Top of DATA

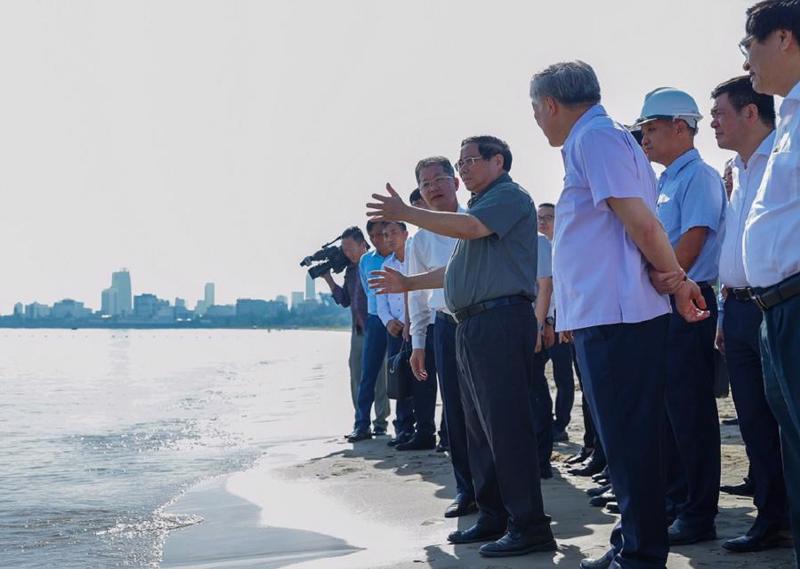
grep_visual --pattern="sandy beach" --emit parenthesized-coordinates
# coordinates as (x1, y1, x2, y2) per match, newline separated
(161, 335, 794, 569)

Bottom of DATA
Top of DATA

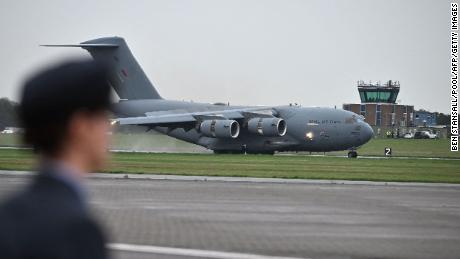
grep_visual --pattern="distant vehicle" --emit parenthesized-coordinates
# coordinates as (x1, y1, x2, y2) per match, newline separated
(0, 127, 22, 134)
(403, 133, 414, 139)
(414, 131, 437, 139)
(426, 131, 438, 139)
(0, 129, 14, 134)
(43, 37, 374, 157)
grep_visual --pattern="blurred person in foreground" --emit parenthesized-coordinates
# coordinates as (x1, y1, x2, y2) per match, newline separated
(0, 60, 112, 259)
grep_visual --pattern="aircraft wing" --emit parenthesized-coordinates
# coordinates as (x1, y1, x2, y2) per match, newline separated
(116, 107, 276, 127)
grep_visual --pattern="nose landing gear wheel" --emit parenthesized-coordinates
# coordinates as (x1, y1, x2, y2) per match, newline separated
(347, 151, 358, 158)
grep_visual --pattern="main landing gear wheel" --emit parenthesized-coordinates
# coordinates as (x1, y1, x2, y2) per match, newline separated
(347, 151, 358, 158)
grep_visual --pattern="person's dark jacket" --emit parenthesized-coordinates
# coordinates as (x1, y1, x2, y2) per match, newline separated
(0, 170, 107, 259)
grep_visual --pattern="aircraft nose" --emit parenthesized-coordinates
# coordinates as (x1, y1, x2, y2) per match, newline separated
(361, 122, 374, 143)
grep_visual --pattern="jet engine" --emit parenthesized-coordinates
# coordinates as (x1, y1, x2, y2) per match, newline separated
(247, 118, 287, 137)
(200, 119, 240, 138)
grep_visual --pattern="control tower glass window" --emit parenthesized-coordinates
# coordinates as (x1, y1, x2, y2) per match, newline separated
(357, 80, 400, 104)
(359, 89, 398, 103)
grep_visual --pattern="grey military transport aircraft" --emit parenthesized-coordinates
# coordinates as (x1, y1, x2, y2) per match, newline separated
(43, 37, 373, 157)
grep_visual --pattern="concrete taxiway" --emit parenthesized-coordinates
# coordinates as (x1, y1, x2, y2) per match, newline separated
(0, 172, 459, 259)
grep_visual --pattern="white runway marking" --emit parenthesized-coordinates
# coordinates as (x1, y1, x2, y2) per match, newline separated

Bottom of DATA

▸ **HOW TO COMPLETE THIS TASK**:
Look above for lines with the word "nose" and copy them all.

▸ **COMPLETED EXERCISE**:
grep_visual --pattern="nose landing gear wheel" --emit parenthesized-coordinates
grep_visual --pattern="aircraft nose" --emit parenthesized-coordinates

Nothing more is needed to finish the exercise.